I temi dell’apprendimento automatico, lo abbiamo visto questa settimana negli incontri di “WHAT?”, interessano molte discipline. Andrea Moro, professore ordinario di linguistica generale e rettore vicario presso la Scuola Universitaria Superiore Iuss di Pavia, e Gianpiero Lotito, fondatore e Ceo di FacilityLive, sono stati ospiti dello spazio “WHAT?” e ci hanno offerto un ulteriore spunto di riflessione e, forse, un nuovo modo di concepire l’intelligenza delle macchine.
Quali sono le questioni aperte in questo passaggio di epoca nel campo delle relazioni tra linguistica e comprensione? — Nel ‘900 la più grande scoperta in ambito linguistico è stata capire che le regole del linguaggio non sono completamente libere e arbitrarie. Questa questione è centrale in: a) Acquisizione del linguaggio: si può facilmente sperimentare che molte delle regole linguistiche sono implicite nell’uso. Si nota, infatti, che certe regole ben formalizzate a livello linguistico sono usate per generare una frase corretta anche senza averne una piena consapevolezza; b) Previsione di come il linguaggio si danneggia data la conoscenza della struttura del linguaggio, soprattutto quando questo è dovuto a patologie; c) Indagine volta a capire come le regole che condividiamo si traducano nei neuroni. Non è certo che vi sia una struttura e una teoria unificata per descriverla e tradurla in termini di cellule o strategie.
Queste domande sono fondamentali per capire cosa ci aspettiamo da una macchina. Ciò riguarda anche il modo in cui intendiamo i termini “pensare” e “parlare”: come alla domanda “potranno un giorno le macchine pensare?” Alan Turing rispose che un giorno il termine “pensare” avrebbe avuto un’accezione abbastanza ampia da includere l’attività di una macchina, allo stesso modo un giorno la parola “parlare” potrebbe essere ampia abbastanza da poter dire che le macchine parlano.

**Problema assegnato 1**. Nei record, trascrivi di nuovo tutto ciò che va dalla riga contenente "Practice. Place a marker on each instance of the bird's leg" fino alla riga contenente "x=601 y=606", sostituendo "bird's leg" con "bird's foot" e lasciando invariato tutto il resto.
Il brano e i record costituiscono due materiali distinti e indipendenti.

**Record forniti**.
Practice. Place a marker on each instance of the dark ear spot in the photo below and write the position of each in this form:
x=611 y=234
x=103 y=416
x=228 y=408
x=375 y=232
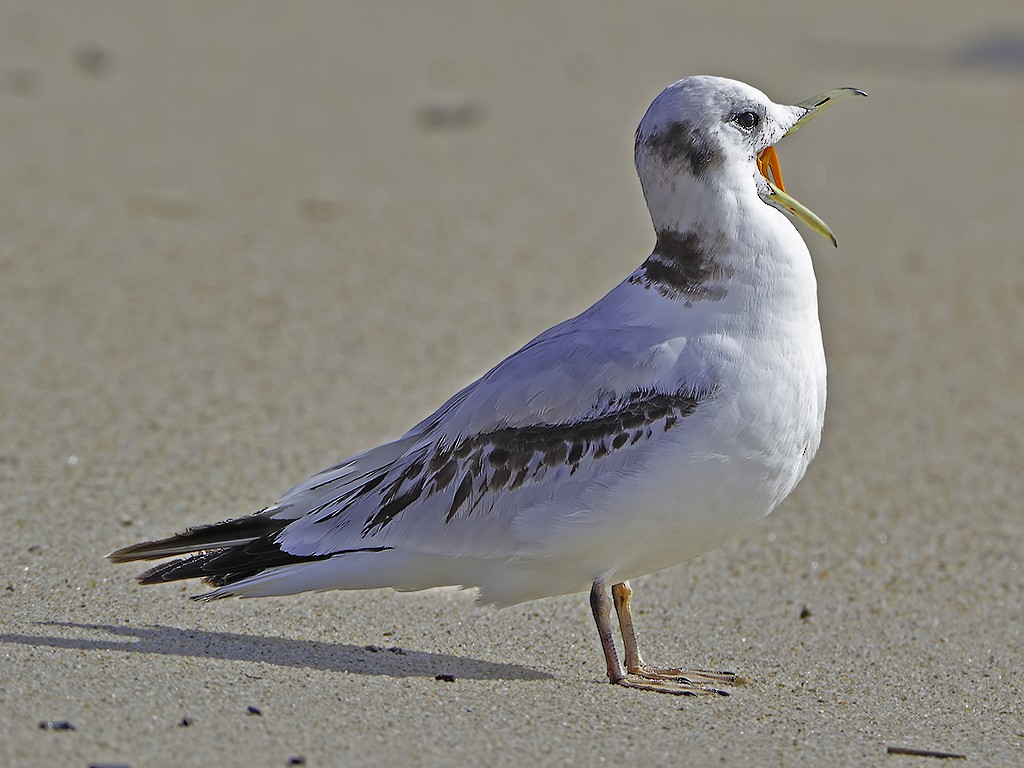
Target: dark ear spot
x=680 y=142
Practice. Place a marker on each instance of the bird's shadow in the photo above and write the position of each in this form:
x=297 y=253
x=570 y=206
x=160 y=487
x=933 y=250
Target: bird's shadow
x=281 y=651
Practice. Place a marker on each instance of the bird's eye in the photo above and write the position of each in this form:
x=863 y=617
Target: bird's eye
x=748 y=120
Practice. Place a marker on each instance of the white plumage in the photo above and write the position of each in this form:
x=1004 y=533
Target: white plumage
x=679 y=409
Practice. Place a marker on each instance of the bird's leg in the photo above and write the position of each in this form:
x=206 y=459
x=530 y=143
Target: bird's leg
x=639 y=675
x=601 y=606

--

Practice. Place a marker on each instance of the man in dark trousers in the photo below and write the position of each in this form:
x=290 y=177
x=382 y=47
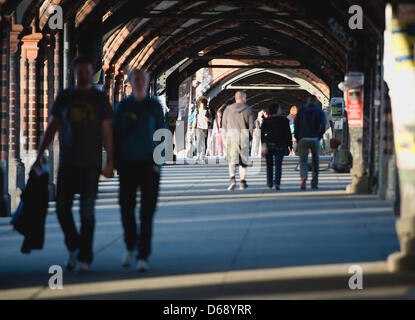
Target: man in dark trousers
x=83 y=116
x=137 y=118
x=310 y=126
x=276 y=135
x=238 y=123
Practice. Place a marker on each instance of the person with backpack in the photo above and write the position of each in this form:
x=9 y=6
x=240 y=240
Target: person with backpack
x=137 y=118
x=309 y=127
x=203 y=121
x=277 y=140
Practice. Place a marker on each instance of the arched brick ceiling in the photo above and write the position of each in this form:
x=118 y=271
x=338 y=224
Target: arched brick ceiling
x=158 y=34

**Problema assegnato 2**. Riporta per intero e parola per parola il brano su linguistica e intelligenza delle macchine.

**Risposta attesa 1**.
Practice. Place a marker on each instance of the bird's foot in the photo above and write the position of each in this form:
x=206 y=459
x=530 y=143
Target: bird's foot
x=639 y=675
x=601 y=606

**Risposta attesa 2**.
I temi dell’apprendimento automatico, lo abbiamo visto questa settimana negli incontri di “WHAT?”, interessano molte discipline. Andrea Moro, professore ordinario di linguistica generale e rettore vicario presso la Scuola Universitaria Superiore Iuss di Pavia, e Gianpiero Lotito, fondatore e Ceo di FacilityLive, sono stati ospiti dello spazio “WHAT?” e ci hanno offerto un ulteriore spunto di riflessione e, forse, un nuovo modo di concepire l’intelligenza delle macchine.
Quali sono le questioni aperte in questo passaggio di epoca nel campo delle relazioni tra linguistica e comprensione? — Nel ‘900 la più grande scoperta in ambito linguistico è stata capire che le regole del linguaggio non sono completamente libere e arbitrarie. Questa questione è centrale in: a) Acquisizione del linguaggio: si può facilmente sperimentare che molte delle regole linguistiche sono implicite nell’uso. Si nota, infatti, che certe regole ben formalizzate a livello linguistico sono usate per generare una frase corretta anche senza averne una piena consapevolezza; b) Previsione di come il linguaggio si danneggia data la conoscenza della struttura del linguaggio, soprattutto quando questo è dovuto a patologie; c) Indagine volta a capire come le regole che condividiamo si traducano nei neuroni. Non è certo che vi sia una struttura e una teoria unificata per descriverla e tradurla in termini di cellule o strategie.
Queste domande sono fondamentali per capire cosa ci aspettiamo da una macchina. Ciò riguarda anche il modo in cui intendiamo i termini “pensare” e “parlare”: come alla domanda “potranno un giorno le macchine pensare?” Alan Turing rispose che un giorno il termine “pensare” avrebbe avuto un’accezione abbastanza ampia da includere l’attività di una macchina, allo stesso modo un giorno la parola “parlare” potrebbe essere ampia abbastanza da poter dire che le macchine parlano.